---- PROVIDED DATA

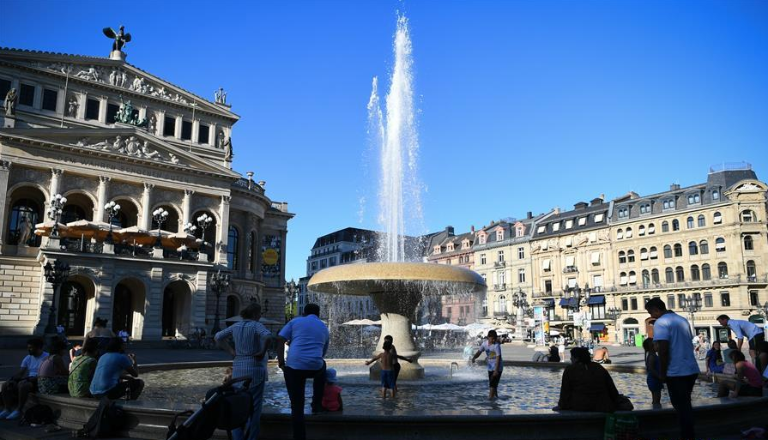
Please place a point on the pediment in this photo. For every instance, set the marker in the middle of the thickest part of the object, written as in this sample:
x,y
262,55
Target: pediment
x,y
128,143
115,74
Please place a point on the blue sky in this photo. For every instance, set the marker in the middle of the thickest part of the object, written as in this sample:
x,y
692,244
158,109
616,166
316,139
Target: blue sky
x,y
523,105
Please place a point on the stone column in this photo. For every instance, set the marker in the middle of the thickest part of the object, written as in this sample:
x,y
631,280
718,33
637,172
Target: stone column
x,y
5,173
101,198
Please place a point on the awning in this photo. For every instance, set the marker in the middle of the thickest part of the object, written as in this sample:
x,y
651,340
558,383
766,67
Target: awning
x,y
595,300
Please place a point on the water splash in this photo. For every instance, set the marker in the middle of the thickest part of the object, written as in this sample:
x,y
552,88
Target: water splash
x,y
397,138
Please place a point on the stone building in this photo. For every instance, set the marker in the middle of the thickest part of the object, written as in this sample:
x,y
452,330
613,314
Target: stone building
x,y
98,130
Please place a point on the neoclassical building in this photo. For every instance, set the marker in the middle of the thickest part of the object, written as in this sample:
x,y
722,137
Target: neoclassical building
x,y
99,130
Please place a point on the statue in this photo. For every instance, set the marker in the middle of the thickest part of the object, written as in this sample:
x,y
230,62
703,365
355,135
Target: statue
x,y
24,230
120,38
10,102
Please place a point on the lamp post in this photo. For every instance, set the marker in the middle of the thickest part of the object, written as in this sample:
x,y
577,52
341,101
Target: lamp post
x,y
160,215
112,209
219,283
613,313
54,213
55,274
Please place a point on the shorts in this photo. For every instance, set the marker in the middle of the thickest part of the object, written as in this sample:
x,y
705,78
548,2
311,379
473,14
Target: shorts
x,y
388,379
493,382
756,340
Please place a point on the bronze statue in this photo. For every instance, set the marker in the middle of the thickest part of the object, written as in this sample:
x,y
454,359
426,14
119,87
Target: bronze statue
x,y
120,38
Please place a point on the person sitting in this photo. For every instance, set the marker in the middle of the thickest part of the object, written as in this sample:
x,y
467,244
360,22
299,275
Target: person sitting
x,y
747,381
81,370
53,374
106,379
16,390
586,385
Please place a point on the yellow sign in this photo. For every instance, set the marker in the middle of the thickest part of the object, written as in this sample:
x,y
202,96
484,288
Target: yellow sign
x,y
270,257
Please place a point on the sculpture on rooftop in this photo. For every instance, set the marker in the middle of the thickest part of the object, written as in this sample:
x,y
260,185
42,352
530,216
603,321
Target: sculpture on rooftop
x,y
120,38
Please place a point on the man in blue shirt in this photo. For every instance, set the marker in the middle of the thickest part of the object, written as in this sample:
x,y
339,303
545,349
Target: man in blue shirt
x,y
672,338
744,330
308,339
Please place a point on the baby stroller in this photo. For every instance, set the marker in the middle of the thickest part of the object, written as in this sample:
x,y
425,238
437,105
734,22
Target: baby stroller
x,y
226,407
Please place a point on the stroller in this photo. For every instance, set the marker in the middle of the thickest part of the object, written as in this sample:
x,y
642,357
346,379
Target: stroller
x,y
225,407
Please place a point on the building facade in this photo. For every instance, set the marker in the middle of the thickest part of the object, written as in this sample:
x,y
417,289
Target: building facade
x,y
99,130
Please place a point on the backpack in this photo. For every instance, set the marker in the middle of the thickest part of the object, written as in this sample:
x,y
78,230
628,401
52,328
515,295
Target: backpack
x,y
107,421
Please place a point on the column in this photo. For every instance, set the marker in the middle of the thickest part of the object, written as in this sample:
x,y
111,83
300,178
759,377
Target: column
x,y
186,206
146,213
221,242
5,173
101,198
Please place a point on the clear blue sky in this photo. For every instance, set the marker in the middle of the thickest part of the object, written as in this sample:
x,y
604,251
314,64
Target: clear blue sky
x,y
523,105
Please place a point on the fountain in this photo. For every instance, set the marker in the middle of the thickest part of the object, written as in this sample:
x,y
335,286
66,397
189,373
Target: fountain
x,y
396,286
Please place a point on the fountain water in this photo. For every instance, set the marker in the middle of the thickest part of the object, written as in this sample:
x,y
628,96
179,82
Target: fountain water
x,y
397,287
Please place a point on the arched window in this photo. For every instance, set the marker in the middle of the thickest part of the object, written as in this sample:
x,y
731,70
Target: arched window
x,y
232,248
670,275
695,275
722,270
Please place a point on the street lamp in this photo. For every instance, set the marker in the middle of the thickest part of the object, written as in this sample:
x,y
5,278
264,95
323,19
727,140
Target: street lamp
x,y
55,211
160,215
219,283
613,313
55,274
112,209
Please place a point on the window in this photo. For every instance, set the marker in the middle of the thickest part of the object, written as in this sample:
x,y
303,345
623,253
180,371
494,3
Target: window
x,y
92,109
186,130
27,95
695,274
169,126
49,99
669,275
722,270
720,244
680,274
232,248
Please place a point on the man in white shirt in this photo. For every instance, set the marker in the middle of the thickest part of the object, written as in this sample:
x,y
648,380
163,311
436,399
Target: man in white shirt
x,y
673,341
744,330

--------

TASK DESCRIPTION. Could you return all of the entries above exactly, without any images?

RESULT.
Please place a point on the pediment in this photo. For every instance, set the marker in the middle of the thickest part of the object, written as in this sample:
x,y
262,55
Target: pediment
x,y
128,143
115,74
Please place a point on the blue sky in this photo. For every instance, set the marker in the middle of the thickest part of the object, written as in this sample:
x,y
692,244
158,109
616,166
316,139
Target: blue sky
x,y
523,105
Please place a point on the stone column in this photo. For every instance, set the marker in the middle of the thickest part of the object, written as in this sample:
x,y
631,280
718,33
637,172
Target: stone column
x,y
5,173
101,198
Please place a point on the awning in this photo. For every instance, set the marker in the middle of the thickest part of the object, written as in this sample:
x,y
651,340
558,383
766,67
Target: awning
x,y
595,300
Please place a point on the water splash in this photo. For every instance, set the marker in the middle of the thickest part of the object, written as in this sample:
x,y
552,88
Target: water splash
x,y
397,138
Please place a point on the stone building in this photo. For every instance, set the marker in the middle of the thickest part of the object, written as in this sample:
x,y
452,330
613,314
Target: stone building
x,y
98,130
Please place a point on the neoclassical building in this photo. For every instance, set the marker in the middle of the thickest part of the object, written as in this sample:
x,y
722,137
Target: neoclassical building
x,y
99,130
Please place a point on the statue in this photo. For every instance, set the marker in the middle of the thickest part of the object, written as in this sample:
x,y
230,62
703,365
355,135
Target: statue
x,y
24,230
120,38
10,102
Please place a point on the lamp post in this photo. For every instance, set the marker in the middle of the thickest part of the object, written as in this sample:
x,y
577,52
341,101
Target: lamp post
x,y
160,215
112,209
219,283
613,313
54,213
55,274
Please place a point on the shorts in this photo. For every instance, set the marker in the middle of the thickest part of the object, written as in this sample:
x,y
705,78
548,2
311,379
473,14
Target: shorts
x,y
388,379
493,382
756,340
Please place a point on the bronze statue in this photo. For every instance, set the marker in the middle of the thickest part of the object, written as in this sample:
x,y
454,359
426,14
119,87
Target: bronze statue
x,y
120,38
Please place a point on the person sitting in this photo. For every instance, set the marker in the middle of the thickest part of the object, written as in this sample:
x,y
467,244
360,22
299,275
Target: person sitting
x,y
747,381
81,370
53,374
106,379
16,390
586,385
Please place a point on the yellow sign in this photo. For every instance, set the marker in the middle of the thickest part of the object, written as in this sample:
x,y
202,96
484,288
Target: yellow sign
x,y
270,257
Please place a point on the sculpture on rooftop in this photo. For every instance, set the marker in the middle of the thickest part of the object, written as in this sample:
x,y
260,185
42,352
530,216
603,321
Target: sculpture on rooftop
x,y
120,38
Please place a point on the man in blue shirt in this photo. For every instance, set the marker in the middle of the thickest part of the object, written as in this sample:
x,y
339,303
545,349
Target: man in blue shirt
x,y
672,338
744,330
308,339
Please place a point on the baby stroller in this photo. For every instance, set the marker in the middle of the thickest part of the object, written as in this sample:
x,y
425,238
437,105
734,22
Target: baby stroller
x,y
226,407
Please place a point on the stroller in this photo. For every instance, set the marker in the middle of the thickest part of the object, written as in this sample:
x,y
642,357
346,379
Target: stroller
x,y
225,407
Please place a point on the building facade in this photo. For every instance, set the marker in the middle of the thickest part of the object, written as in this sample:
x,y
417,289
Target: building facade
x,y
99,130
Please place a point on the backpack in this photo. For every instance, set the marker in the middle of the thickest part of the object, written as in this sample:
x,y
78,230
628,401
52,328
515,295
Target: backpack
x,y
107,421
Please place a point on the column in this photo. For every instance, set the marker in the middle of the thickest part of the object, written as in this sample:
x,y
111,83
300,178
759,377
Target: column
x,y
186,206
146,213
221,242
5,173
101,198
Please place a point on the clear blue sky in this photo. For every instance, set the marker in the middle of the thickest part of the object, written as in this sample:
x,y
604,251
314,64
Target: clear blue sky
x,y
523,105
Please place a point on the fountain in this photo. For every instance, set the marker in the middle of the thickest part of the object, written as in this sample:
x,y
335,286
66,397
189,373
Target: fountain
x,y
396,286
Please place a point on the fountain water in this photo. For every instance, set the marker in the middle of the thickest part of the object, written as in this sample:
x,y
628,96
179,82
Target: fountain water
x,y
397,287
Please place a point on the arched window in this photo. For every instance, set the marker in the middle of the thickest part of the object, written as in this sample:
x,y
731,70
Target: arched window
x,y
232,248
670,275
695,275
722,270
Please place a point on the street lamp in this photo. For every instance, set the marker in the middle of the thickest part of the object, written as in this sample:
x,y
5,278
264,95
323,19
727,140
Target: street lamp
x,y
55,211
160,215
219,283
613,313
55,274
112,209
Please place a point on the window in this photo. For every instance, set the marker in the middle of the thickest part of the object, written as in this sample:
x,y
303,345
623,253
180,371
494,3
Target: window
x,y
92,109
186,130
27,95
695,274
169,126
49,99
669,275
722,270
720,244
680,274
232,248
Please place a point on the man in white shirt in this photo. For every instance, set the marker in the middle of the thickest part of the object, written as in this sample:
x,y
648,380
163,311
436,399
Target: man in white shirt
x,y
673,341
744,330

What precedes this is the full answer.